_TASK REQUIREMENTS_. Could you return every record below word for word, leaving out the pictures?

_PROVIDED DATA_.
++++++++++
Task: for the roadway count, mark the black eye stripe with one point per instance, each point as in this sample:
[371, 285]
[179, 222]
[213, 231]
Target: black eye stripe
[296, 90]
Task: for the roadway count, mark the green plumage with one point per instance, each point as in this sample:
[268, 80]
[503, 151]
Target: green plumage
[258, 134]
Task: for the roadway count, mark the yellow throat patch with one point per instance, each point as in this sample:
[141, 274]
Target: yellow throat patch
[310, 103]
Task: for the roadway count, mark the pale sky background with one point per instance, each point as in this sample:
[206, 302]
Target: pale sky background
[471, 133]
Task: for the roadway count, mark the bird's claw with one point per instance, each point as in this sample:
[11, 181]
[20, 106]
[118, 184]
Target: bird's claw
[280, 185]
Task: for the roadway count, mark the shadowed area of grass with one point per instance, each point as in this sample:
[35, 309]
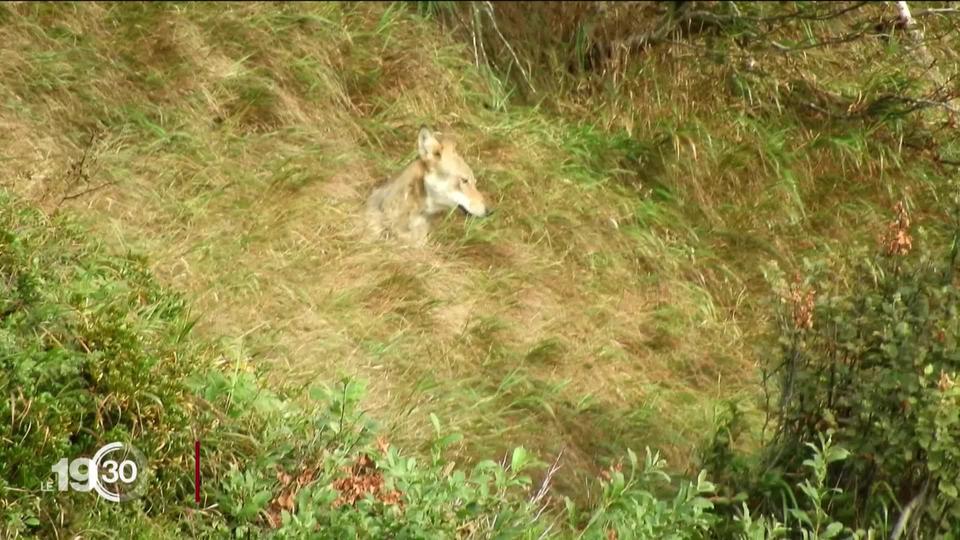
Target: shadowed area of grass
[610, 303]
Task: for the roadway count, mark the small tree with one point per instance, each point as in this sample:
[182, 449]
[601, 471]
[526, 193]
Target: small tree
[875, 362]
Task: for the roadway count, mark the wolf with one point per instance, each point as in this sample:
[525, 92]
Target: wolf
[439, 180]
++++++++++
_SOLUTION FOR THIS PROBLEM_.
Task: for the roadway count, mark the black eye stripe with one point per instance, each point as in this sample:
[371, 285]
[179, 222]
[213, 231]
Target: black eye stripe
[296, 90]
Task: for the roadway count, mark the green plumage with one point per instance, each point as in this sample:
[268, 80]
[503, 151]
Target: green plumage
[258, 134]
Task: for the roadway count, mark the yellow throat patch with one point per instance, each point as in this sample:
[141, 274]
Target: yellow throat patch
[310, 103]
Task: for the roadway count, mark the pale sky background with one point per instance, each point as in this sample:
[206, 302]
Target: pale sky background
[471, 133]
Task: for the roadway count, mark the bird's claw with one point per instance, each point as in this sample:
[11, 181]
[20, 106]
[118, 184]
Target: bird's claw
[280, 185]
Task: for the roadway count, mark the shadowed area of grass with one point per instance, each point as in this sample:
[35, 309]
Target: shadowed area of grass
[610, 303]
Task: for the roadway count, mark the small tree with one point per instance, each point as in this sample:
[182, 449]
[601, 471]
[526, 193]
Target: small tree
[875, 362]
Task: for the roadway count, mark the wolf with one point per instance, each point as in this sample:
[525, 92]
Target: wolf
[439, 180]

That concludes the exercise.